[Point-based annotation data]
━━━━
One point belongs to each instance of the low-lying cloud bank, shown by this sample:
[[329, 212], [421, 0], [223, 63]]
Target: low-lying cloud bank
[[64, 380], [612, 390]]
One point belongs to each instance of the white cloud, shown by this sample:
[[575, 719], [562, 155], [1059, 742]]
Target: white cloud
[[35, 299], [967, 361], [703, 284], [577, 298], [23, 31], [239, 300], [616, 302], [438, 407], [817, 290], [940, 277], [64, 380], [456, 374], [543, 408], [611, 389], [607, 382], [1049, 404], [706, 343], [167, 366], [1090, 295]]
━━━━
(What needs to be done): Reproduce all of the material above line for line, changing nothing.

(Output of the exercise):
One point belongs to each instance of the low-lying cloud bank, shown by this sample:
[[329, 212], [421, 0], [223, 63]]
Target: low-lying cloud bank
[[64, 380], [612, 390]]
One point belongs to each instance of the white cloud, shown by this sample:
[[575, 719], [562, 155], [1059, 742]]
Target: white cloud
[[35, 299], [967, 361], [703, 284], [577, 298], [23, 31], [239, 300], [616, 302], [438, 407], [817, 290], [940, 277], [64, 380], [456, 374], [543, 408], [611, 389], [607, 382], [1049, 404], [706, 343], [167, 366], [1090, 295]]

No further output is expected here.